* _Coordinate labeling data_:
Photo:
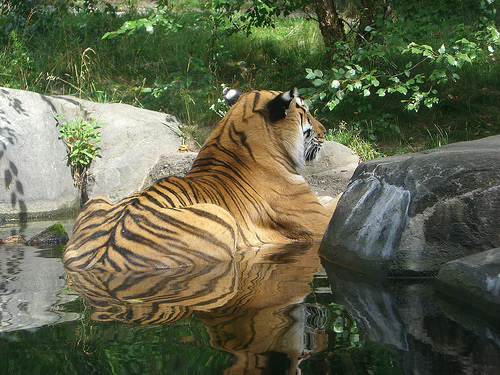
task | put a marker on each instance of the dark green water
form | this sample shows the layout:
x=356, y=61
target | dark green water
x=277, y=310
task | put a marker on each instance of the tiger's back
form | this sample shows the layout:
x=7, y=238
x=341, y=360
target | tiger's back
x=243, y=190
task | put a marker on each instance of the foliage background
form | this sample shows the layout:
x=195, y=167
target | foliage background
x=422, y=74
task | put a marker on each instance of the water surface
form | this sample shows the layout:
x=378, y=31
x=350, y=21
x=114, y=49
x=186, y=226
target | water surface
x=274, y=310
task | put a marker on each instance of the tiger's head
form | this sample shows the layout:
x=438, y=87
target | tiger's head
x=289, y=122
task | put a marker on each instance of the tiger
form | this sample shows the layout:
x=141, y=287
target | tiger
x=243, y=190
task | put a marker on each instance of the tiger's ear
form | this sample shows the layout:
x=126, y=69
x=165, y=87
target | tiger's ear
x=231, y=95
x=278, y=106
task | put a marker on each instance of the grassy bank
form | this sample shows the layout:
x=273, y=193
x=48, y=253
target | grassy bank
x=181, y=70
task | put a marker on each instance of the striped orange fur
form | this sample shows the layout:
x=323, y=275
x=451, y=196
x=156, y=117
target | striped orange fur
x=243, y=190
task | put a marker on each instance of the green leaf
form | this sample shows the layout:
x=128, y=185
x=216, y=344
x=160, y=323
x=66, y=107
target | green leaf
x=451, y=60
x=318, y=82
x=403, y=90
x=318, y=73
x=335, y=84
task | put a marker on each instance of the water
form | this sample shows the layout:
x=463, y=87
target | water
x=273, y=311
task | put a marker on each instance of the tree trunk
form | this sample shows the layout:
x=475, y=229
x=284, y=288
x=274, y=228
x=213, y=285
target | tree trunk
x=331, y=26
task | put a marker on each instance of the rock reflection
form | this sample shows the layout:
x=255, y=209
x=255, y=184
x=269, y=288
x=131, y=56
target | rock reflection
x=251, y=307
x=429, y=335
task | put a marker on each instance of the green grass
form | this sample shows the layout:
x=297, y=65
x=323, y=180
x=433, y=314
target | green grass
x=183, y=72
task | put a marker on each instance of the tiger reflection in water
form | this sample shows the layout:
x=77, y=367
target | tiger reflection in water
x=251, y=307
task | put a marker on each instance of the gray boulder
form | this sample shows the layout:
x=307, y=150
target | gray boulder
x=132, y=141
x=474, y=279
x=37, y=180
x=331, y=173
x=407, y=215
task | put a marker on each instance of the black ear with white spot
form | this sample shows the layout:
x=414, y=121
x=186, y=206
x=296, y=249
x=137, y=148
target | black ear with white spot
x=231, y=95
x=278, y=106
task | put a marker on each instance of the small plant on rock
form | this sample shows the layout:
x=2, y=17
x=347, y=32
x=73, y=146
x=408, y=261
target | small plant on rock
x=82, y=138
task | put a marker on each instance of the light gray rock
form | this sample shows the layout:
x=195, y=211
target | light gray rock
x=474, y=280
x=138, y=147
x=132, y=141
x=35, y=175
x=37, y=180
x=407, y=215
x=331, y=173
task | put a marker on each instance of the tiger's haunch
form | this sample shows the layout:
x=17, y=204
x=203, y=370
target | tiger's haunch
x=243, y=190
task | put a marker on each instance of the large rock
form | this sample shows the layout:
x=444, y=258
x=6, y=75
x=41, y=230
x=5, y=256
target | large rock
x=137, y=147
x=37, y=180
x=331, y=173
x=132, y=141
x=474, y=279
x=407, y=215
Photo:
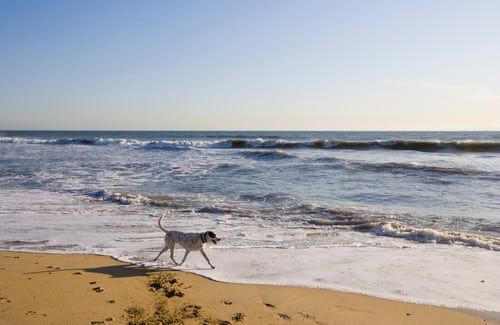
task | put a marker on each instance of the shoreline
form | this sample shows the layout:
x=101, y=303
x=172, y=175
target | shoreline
x=49, y=288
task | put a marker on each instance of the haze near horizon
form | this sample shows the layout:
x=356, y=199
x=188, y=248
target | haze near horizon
x=259, y=65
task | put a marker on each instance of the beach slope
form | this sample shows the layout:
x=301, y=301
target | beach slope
x=87, y=289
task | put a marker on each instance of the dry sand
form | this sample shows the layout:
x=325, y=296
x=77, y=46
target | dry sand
x=87, y=289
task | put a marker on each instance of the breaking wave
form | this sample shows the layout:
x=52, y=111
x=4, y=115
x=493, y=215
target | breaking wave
x=471, y=146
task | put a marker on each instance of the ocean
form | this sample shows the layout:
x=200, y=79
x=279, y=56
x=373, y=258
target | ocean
x=320, y=209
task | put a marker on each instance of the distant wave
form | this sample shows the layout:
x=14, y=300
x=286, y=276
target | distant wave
x=407, y=168
x=277, y=144
x=266, y=155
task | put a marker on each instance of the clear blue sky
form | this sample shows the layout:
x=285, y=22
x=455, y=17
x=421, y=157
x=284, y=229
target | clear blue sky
x=252, y=65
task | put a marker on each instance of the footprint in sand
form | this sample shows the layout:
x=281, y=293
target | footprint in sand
x=34, y=313
x=4, y=300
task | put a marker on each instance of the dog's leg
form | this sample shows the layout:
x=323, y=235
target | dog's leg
x=161, y=252
x=185, y=256
x=172, y=255
x=206, y=257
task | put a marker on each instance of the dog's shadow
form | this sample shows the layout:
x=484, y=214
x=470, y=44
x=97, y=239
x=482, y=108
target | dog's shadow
x=123, y=271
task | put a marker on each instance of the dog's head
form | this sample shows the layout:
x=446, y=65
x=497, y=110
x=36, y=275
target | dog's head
x=211, y=237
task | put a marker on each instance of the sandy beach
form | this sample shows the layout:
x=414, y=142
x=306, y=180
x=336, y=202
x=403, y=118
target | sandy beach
x=89, y=289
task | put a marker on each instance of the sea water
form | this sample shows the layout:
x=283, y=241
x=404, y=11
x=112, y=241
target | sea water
x=412, y=216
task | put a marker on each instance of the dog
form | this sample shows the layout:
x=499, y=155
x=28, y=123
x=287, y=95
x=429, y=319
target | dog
x=189, y=241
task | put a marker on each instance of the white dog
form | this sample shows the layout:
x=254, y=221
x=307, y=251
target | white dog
x=190, y=242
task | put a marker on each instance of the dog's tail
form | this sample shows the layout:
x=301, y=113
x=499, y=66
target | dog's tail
x=159, y=222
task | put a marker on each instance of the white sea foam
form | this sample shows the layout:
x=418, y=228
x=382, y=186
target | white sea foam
x=257, y=252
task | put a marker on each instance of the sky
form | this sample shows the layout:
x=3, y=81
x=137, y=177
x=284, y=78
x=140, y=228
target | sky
x=250, y=65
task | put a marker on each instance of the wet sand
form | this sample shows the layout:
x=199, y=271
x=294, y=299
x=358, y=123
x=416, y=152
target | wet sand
x=40, y=288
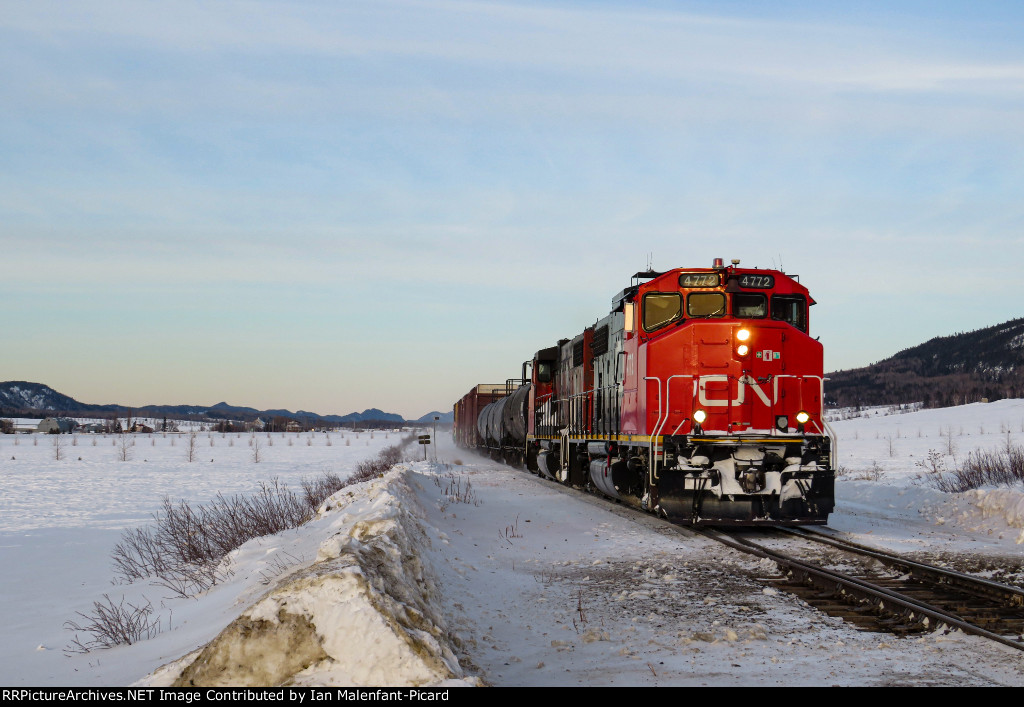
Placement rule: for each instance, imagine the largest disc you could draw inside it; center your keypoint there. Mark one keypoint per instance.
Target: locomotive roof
(655, 280)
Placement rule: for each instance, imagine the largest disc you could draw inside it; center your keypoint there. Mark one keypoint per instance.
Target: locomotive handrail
(668, 413)
(821, 396)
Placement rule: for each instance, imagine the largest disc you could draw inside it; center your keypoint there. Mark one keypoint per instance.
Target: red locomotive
(699, 398)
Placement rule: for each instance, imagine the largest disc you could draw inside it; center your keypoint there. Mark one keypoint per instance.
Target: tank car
(698, 397)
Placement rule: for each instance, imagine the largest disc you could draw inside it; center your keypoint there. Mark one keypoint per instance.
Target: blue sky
(332, 206)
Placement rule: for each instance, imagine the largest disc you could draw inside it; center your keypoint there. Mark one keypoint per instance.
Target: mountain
(446, 418)
(947, 370)
(20, 394)
(22, 399)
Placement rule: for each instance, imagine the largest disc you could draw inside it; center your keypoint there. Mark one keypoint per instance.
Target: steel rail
(859, 586)
(1014, 594)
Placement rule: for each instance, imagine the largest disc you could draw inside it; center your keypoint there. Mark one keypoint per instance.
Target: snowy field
(515, 581)
(60, 518)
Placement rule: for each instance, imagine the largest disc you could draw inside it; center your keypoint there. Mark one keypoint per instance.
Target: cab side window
(790, 308)
(750, 305)
(660, 308)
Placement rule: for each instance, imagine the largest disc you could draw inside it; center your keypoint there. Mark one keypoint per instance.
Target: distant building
(56, 425)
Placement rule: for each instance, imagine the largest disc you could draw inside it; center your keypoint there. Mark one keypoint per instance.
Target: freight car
(698, 397)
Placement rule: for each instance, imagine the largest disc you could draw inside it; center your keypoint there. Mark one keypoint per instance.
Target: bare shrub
(124, 446)
(1003, 467)
(315, 491)
(113, 624)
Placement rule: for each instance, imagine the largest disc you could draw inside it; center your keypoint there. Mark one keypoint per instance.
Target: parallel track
(923, 598)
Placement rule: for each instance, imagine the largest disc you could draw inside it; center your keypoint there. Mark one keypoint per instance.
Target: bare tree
(124, 448)
(190, 447)
(254, 443)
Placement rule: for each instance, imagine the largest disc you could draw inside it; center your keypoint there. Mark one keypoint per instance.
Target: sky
(336, 206)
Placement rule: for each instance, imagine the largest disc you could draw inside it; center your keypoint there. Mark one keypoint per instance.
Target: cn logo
(743, 383)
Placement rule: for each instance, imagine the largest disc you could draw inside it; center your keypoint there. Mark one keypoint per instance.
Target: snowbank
(365, 613)
(1003, 503)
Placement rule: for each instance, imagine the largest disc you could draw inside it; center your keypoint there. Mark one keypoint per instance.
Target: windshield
(660, 308)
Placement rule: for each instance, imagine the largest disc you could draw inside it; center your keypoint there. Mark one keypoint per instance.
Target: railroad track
(898, 595)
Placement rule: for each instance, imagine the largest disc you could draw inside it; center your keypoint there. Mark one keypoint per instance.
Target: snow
(466, 572)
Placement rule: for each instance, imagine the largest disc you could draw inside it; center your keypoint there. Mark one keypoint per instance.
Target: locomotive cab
(698, 397)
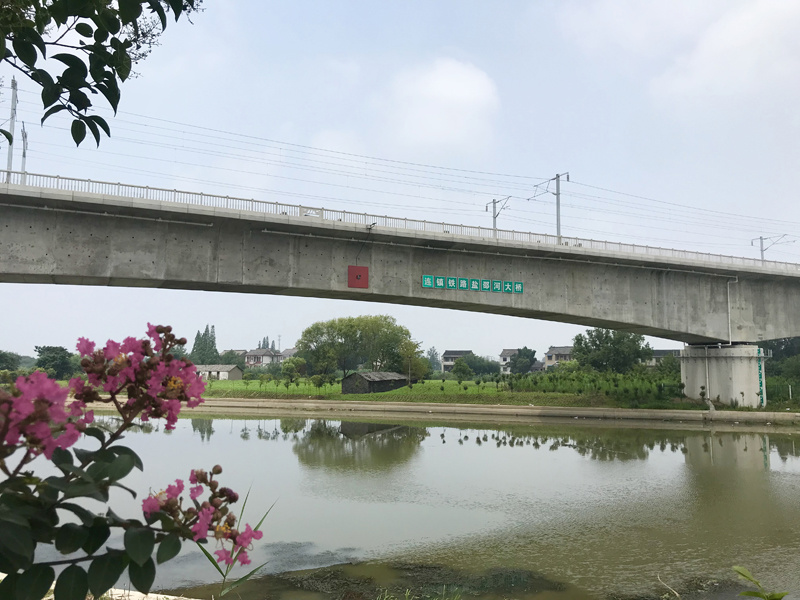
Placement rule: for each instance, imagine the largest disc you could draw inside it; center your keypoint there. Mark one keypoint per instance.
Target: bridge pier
(732, 374)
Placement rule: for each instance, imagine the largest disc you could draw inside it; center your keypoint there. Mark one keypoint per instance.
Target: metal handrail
(104, 188)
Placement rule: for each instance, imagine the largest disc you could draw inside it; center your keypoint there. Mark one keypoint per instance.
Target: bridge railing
(122, 190)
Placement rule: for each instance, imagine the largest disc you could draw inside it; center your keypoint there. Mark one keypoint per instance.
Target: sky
(677, 123)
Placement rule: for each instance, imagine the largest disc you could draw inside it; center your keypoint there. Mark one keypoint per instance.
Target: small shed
(221, 372)
(370, 383)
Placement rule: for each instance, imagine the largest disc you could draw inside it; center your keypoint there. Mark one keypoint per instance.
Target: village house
(557, 354)
(370, 383)
(450, 357)
(220, 372)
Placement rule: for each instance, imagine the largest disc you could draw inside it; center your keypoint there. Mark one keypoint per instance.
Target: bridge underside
(117, 244)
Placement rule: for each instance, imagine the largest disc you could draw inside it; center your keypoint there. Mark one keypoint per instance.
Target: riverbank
(490, 412)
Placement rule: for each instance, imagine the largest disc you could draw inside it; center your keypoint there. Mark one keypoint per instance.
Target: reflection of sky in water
(603, 524)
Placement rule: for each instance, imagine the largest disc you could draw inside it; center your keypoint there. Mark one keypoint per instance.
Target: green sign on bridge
(469, 284)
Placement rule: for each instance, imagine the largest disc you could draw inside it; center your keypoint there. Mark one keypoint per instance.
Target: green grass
(431, 391)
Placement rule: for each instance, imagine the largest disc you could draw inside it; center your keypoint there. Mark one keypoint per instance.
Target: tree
(348, 342)
(204, 349)
(434, 359)
(669, 366)
(293, 368)
(461, 370)
(56, 358)
(232, 358)
(96, 44)
(381, 339)
(9, 361)
(415, 366)
(523, 360)
(607, 350)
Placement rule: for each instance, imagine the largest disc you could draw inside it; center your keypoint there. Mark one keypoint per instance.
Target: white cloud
(447, 105)
(338, 140)
(752, 53)
(640, 28)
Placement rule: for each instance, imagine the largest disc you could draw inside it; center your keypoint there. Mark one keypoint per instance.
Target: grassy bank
(447, 392)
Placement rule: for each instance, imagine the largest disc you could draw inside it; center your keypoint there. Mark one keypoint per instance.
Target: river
(541, 511)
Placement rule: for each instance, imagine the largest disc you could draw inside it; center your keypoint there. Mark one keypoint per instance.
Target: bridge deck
(339, 223)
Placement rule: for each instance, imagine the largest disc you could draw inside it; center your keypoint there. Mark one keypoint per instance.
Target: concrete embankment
(343, 409)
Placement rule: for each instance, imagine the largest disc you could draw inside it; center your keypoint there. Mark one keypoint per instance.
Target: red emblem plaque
(357, 276)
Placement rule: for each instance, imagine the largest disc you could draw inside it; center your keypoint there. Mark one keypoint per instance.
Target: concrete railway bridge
(78, 232)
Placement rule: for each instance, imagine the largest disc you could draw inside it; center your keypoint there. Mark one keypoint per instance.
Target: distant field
(429, 391)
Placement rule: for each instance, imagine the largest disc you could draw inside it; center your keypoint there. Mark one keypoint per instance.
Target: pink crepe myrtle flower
(150, 505)
(200, 529)
(85, 347)
(173, 491)
(224, 555)
(39, 418)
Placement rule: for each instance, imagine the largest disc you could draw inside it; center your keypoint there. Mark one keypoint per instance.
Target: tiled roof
(456, 353)
(560, 350)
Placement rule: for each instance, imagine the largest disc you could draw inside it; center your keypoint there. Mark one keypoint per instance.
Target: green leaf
(86, 517)
(62, 457)
(169, 548)
(110, 90)
(72, 584)
(24, 50)
(16, 544)
(123, 64)
(96, 433)
(155, 6)
(8, 585)
(71, 537)
(34, 583)
(101, 122)
(129, 10)
(85, 456)
(176, 6)
(142, 577)
(123, 463)
(84, 29)
(98, 534)
(73, 62)
(33, 36)
(105, 571)
(109, 21)
(98, 470)
(78, 131)
(139, 544)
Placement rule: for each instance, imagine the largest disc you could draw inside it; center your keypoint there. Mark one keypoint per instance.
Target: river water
(541, 511)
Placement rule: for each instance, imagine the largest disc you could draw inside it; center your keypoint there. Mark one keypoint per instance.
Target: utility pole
(496, 212)
(11, 122)
(558, 204)
(775, 239)
(24, 153)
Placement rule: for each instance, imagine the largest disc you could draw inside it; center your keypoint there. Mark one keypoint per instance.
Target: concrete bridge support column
(729, 374)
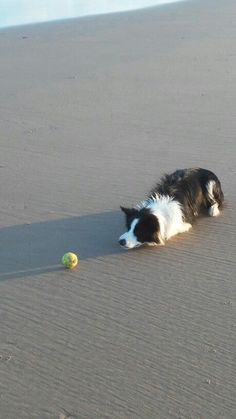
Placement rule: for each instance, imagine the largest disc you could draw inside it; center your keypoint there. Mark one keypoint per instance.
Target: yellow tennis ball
(70, 260)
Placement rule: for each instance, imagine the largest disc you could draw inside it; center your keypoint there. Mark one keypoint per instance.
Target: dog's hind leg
(215, 197)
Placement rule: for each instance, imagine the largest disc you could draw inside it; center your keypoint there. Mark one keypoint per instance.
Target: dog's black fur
(193, 191)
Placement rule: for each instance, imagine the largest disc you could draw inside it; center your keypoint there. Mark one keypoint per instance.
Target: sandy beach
(93, 111)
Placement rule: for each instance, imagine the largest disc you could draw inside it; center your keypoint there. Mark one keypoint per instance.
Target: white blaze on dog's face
(129, 240)
(142, 226)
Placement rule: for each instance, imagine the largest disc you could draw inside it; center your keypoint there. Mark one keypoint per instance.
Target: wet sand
(93, 111)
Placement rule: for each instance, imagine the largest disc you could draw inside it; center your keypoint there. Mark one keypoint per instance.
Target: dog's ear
(130, 212)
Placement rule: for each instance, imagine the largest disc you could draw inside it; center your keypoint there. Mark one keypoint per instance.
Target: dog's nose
(122, 242)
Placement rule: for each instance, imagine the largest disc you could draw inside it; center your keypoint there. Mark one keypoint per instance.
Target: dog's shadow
(31, 249)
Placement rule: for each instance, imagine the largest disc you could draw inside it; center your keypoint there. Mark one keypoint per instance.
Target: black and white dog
(172, 206)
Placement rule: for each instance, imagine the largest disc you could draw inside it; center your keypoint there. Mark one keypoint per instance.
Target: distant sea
(21, 12)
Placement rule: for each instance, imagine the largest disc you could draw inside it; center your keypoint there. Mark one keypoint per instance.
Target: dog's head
(142, 228)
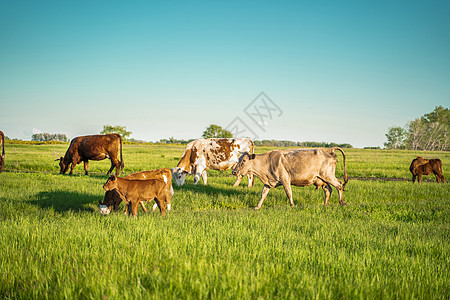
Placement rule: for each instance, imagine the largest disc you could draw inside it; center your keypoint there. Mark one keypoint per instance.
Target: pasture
(391, 241)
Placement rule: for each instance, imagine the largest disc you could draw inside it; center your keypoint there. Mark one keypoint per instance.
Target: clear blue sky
(340, 71)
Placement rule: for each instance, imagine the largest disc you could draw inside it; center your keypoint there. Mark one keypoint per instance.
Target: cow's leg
(72, 166)
(238, 181)
(204, 177)
(168, 199)
(439, 177)
(86, 167)
(134, 208)
(251, 180)
(288, 190)
(264, 193)
(328, 190)
(339, 187)
(143, 206)
(113, 165)
(161, 201)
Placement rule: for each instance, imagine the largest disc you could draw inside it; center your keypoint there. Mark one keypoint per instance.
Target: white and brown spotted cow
(216, 154)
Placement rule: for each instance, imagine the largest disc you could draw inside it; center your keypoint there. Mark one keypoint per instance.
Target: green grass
(391, 241)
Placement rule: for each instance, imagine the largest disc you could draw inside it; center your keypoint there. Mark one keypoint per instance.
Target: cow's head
(179, 175)
(112, 199)
(110, 184)
(63, 166)
(244, 164)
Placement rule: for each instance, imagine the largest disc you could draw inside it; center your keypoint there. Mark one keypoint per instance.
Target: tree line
(212, 131)
(429, 132)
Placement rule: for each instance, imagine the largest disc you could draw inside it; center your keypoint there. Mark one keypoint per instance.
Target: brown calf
(2, 157)
(133, 191)
(421, 166)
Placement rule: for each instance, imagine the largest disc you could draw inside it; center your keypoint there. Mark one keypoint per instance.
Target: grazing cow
(300, 167)
(93, 147)
(217, 154)
(421, 166)
(112, 198)
(133, 191)
(2, 157)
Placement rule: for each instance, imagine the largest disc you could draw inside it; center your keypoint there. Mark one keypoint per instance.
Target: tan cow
(299, 167)
(133, 191)
(93, 147)
(216, 154)
(2, 157)
(112, 198)
(422, 166)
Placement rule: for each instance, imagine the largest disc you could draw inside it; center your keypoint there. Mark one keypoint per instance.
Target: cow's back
(307, 163)
(163, 173)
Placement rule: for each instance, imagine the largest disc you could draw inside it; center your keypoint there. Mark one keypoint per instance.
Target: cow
(112, 198)
(133, 191)
(299, 167)
(216, 154)
(2, 157)
(93, 147)
(422, 166)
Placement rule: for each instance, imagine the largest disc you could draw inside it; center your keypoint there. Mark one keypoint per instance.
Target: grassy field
(391, 241)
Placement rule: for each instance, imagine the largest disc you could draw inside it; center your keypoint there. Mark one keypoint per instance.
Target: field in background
(392, 241)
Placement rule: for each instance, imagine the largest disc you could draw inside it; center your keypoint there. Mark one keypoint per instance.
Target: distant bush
(275, 143)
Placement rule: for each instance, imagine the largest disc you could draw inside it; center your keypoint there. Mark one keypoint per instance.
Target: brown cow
(132, 191)
(421, 166)
(300, 167)
(112, 198)
(93, 147)
(2, 157)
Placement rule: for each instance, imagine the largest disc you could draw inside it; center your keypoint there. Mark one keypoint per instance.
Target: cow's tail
(345, 169)
(122, 164)
(3, 144)
(252, 147)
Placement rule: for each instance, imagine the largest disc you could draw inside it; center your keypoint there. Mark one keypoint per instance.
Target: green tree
(215, 131)
(122, 130)
(396, 138)
(431, 131)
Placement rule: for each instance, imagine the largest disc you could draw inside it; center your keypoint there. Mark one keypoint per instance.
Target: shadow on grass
(212, 190)
(62, 201)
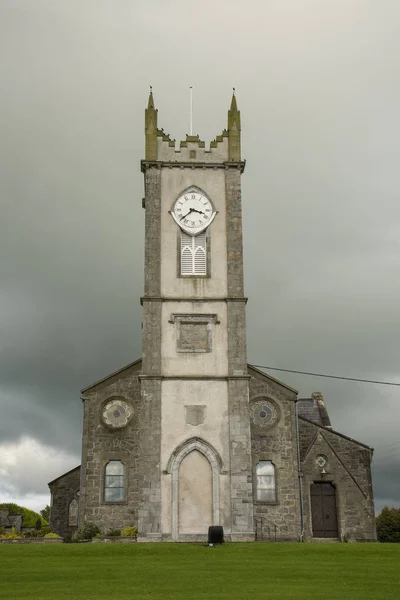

* _WORK TO COMPLETE_: Extract the lines of the data above, exactly as they appear, from the start of the data through the line containing "x=289, y=122", with both ends included. Omit the pictures from your answer.

* _EXPECTED OUTPUT_:
Photo:
task | put a marker on each instance of the dark green water
form | this sample shows the layout:
x=356, y=61
target | dark green water
x=277, y=310
task | put a marker on each instance of the tiger's back
form | this sample shows the layout:
x=7, y=238
x=341, y=360
target | tiger's back
x=243, y=190
task | put a marker on each instance of the foliage background
form | this sample shows the layout:
x=195, y=167
target | foliage background
x=422, y=74
task | put a marker on each instance of the water surface
form | this sample shows the layout:
x=378, y=31
x=350, y=21
x=114, y=49
x=186, y=226
target | water surface
x=274, y=310
task | put a marker on each instance of the tiger's head
form | this sample shows the layout:
x=438, y=87
target | tiger's head
x=289, y=122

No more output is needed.